- _YOUR TASK_
Nothing but an exact copy of the records below counts as the answer.

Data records
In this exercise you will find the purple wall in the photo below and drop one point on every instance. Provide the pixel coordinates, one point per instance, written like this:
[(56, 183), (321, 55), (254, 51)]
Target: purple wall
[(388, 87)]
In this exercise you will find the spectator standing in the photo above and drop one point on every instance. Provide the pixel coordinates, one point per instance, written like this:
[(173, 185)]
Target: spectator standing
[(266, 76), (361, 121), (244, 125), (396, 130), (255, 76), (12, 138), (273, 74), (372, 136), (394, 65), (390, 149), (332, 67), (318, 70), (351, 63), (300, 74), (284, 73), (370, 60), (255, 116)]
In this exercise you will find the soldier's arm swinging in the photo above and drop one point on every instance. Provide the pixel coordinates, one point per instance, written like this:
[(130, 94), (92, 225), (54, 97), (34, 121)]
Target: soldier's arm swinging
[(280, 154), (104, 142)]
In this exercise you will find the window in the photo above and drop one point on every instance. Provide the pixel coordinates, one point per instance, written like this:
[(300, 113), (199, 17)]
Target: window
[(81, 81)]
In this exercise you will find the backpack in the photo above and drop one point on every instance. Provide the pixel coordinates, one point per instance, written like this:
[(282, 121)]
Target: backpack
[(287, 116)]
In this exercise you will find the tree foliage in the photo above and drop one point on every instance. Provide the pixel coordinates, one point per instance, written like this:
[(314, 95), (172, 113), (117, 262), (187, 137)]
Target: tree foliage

- _FINAL ANSWER_
In this exercise you will find the purple wall in the photo below and drop one point on every instance. Provide the pixel coordinates, one point per instance, written like this:
[(56, 183), (321, 55), (254, 51)]
Target: purple wall
[(388, 87)]
In this exercise you will find the spectator standing in the photo above and drop one point on every instance. Provide the pixel coordinates, one point per instance, written like this:
[(173, 185)]
Target: spectator standing
[(266, 76), (361, 121), (244, 125), (396, 130), (255, 76), (12, 138), (273, 74), (372, 136), (394, 65), (390, 149), (332, 67), (318, 70), (351, 63), (300, 74), (284, 73), (370, 60), (255, 116)]
In this exercise you will find the soldier's arm swinging in the photo above and drop one point on every instance. Provide the pixel coordinates, one point per instance, written like this:
[(130, 94), (92, 225), (54, 97), (34, 121)]
Target: soldier's arm swinging
[(280, 154), (104, 142)]
In this exercise you will find the window in the photo above and drop one point on every instance. Provide the pixel coordinates, one point per instance, written like this:
[(300, 113), (199, 17)]
Target: window
[(81, 81)]
In this exercise you will find the backpack in the photo above and drop one point on every instance. Provide the pixel coordinates, one point per instance, written like this:
[(282, 121)]
Target: backpack
[(287, 116)]
In this exercise you will find the tree foliage in the photo above and drop one point on every instance. Provide the pixel coordinates, one point per instance, written like this:
[(314, 95), (172, 113), (117, 262), (187, 137)]
Target: tree foliage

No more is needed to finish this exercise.